→ **Goal**
Every line below is to be copied exactly, with the pictures left out.

☆ ☆ ☆

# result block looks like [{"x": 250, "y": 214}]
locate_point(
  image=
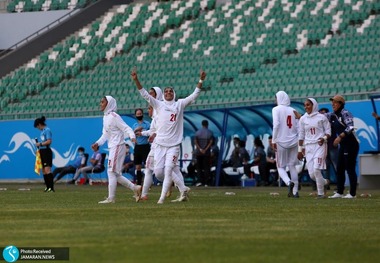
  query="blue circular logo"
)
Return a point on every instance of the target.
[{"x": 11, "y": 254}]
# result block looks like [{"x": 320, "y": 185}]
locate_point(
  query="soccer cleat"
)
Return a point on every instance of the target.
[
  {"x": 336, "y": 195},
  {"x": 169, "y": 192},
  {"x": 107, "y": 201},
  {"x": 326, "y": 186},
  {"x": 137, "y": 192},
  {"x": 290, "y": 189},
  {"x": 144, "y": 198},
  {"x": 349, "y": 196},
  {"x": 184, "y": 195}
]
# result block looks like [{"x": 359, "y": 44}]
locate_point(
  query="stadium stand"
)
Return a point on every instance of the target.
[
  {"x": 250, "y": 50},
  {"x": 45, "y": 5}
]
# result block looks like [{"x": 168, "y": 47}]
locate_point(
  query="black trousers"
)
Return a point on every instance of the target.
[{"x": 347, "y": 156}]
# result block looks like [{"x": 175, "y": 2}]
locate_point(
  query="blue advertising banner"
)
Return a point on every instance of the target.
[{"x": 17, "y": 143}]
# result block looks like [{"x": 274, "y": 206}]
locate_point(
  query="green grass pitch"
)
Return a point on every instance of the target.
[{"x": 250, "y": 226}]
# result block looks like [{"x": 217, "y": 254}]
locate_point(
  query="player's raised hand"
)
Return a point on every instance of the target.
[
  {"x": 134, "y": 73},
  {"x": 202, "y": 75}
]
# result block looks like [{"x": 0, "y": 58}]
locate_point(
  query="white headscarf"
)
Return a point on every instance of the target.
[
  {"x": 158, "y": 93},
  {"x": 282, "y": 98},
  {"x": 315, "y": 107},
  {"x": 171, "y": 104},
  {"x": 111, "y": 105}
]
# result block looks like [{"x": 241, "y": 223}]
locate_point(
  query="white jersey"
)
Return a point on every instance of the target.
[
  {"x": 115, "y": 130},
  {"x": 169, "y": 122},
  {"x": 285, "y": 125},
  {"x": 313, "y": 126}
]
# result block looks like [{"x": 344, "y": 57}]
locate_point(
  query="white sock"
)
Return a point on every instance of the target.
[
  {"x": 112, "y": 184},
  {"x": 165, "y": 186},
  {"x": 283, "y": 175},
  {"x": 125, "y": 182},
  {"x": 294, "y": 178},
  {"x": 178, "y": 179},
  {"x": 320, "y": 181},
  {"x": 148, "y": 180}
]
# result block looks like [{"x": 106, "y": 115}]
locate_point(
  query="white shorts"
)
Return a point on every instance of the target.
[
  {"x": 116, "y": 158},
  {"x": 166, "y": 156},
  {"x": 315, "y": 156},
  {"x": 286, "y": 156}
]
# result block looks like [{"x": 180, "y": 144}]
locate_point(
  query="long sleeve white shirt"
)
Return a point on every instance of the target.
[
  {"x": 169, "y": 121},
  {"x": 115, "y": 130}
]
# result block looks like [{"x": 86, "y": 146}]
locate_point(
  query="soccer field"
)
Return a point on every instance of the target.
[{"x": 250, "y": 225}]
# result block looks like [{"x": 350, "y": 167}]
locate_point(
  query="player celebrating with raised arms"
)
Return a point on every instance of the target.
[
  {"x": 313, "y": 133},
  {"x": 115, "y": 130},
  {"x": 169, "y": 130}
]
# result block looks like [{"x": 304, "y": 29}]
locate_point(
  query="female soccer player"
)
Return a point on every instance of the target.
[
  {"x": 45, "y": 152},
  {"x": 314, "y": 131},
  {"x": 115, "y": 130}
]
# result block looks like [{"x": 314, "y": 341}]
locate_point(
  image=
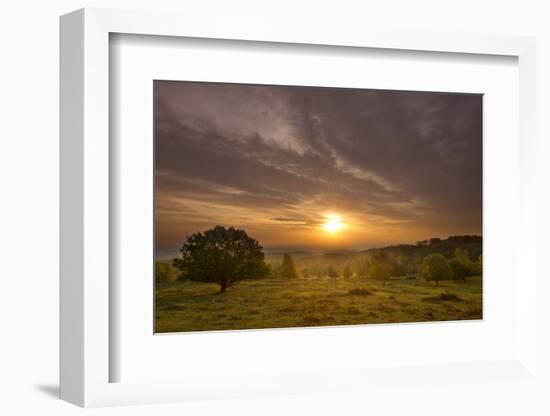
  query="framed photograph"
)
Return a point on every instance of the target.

☆ ☆ ☆

→ **Correct output**
# result block looks like [{"x": 250, "y": 214}]
locate_point(
  image=
  query="blue circular logo"
)
Return a point on every instance of the target.
[{"x": 11, "y": 254}]
# result block looks like [{"x": 320, "y": 185}]
locate_point(
  query="soccer cleat"
)
Return a point on every instance of the target.
[
  {"x": 336, "y": 195},
  {"x": 169, "y": 192},
  {"x": 107, "y": 201},
  {"x": 326, "y": 186},
  {"x": 137, "y": 192},
  {"x": 290, "y": 189},
  {"x": 144, "y": 198},
  {"x": 349, "y": 196},
  {"x": 184, "y": 195}
]
# result block looks like [{"x": 359, "y": 44}]
locate_point(
  query="stadium stand"
)
Return a point on every instance of the target.
[
  {"x": 250, "y": 50},
  {"x": 45, "y": 5}
]
# result block looks like [{"x": 168, "y": 47}]
locate_point(
  query="black trousers"
)
Return a point on every instance of the target.
[{"x": 347, "y": 156}]
# result block looks like [{"x": 175, "y": 2}]
locate_point(
  query="blue advertising banner"
)
Return a point on every instance of the target.
[{"x": 17, "y": 143}]
# result block looks like [{"x": 274, "y": 206}]
locate_point(
  query="green grass pitch"
)
Return a point on every instance of the target.
[{"x": 250, "y": 226}]
# result block looks like [{"x": 217, "y": 254}]
locate_point(
  query="player's raised hand"
)
Return a point on every instance of the target.
[
  {"x": 134, "y": 73},
  {"x": 202, "y": 75}
]
# result block looks like [{"x": 0, "y": 58}]
locate_point(
  query="white headscarf"
)
Return a point on every instance of the target.
[
  {"x": 158, "y": 93},
  {"x": 282, "y": 98},
  {"x": 315, "y": 107},
  {"x": 171, "y": 104},
  {"x": 111, "y": 105}
]
# result block looks like [{"x": 241, "y": 223}]
locate_point(
  query="white jersey"
)
Return a point on every instance of the target.
[
  {"x": 115, "y": 130},
  {"x": 169, "y": 122},
  {"x": 285, "y": 125},
  {"x": 313, "y": 126}
]
# result block looks like [{"x": 344, "y": 57}]
locate_point(
  query="white sock"
)
Return a point on every instance of the target.
[
  {"x": 112, "y": 184},
  {"x": 165, "y": 186},
  {"x": 283, "y": 175},
  {"x": 125, "y": 182},
  {"x": 294, "y": 178},
  {"x": 178, "y": 179},
  {"x": 320, "y": 181},
  {"x": 148, "y": 180}
]
# result block looks like [{"x": 106, "y": 115}]
locate_point(
  query="white shorts"
)
Return a point on every instance of the target.
[
  {"x": 116, "y": 158},
  {"x": 166, "y": 156},
  {"x": 315, "y": 156},
  {"x": 286, "y": 156}
]
# result block looks like [{"x": 180, "y": 144}]
locate_point(
  query="long sleeve white shirt"
)
Return a point on every instance of the target.
[
  {"x": 169, "y": 121},
  {"x": 115, "y": 130}
]
# result block looks like [{"x": 86, "y": 146}]
locate_point(
  query="soccer field"
)
Return a point on every instance of the target.
[{"x": 250, "y": 225}]
# result block looks like [{"x": 350, "y": 167}]
locate_point(
  query="player celebrating with raised arms"
)
Return a point on every instance of the target.
[
  {"x": 313, "y": 133},
  {"x": 115, "y": 130},
  {"x": 169, "y": 130}
]
# result block looks like [{"x": 304, "y": 29}]
locate_point(
  query="female soccer player"
)
Return a point on every instance of the target.
[
  {"x": 45, "y": 152},
  {"x": 314, "y": 131},
  {"x": 115, "y": 130}
]
# result block looks like [{"x": 314, "y": 341}]
locate_point(
  image=
  query="framed photograph"
)
Return a point on every instance of the target.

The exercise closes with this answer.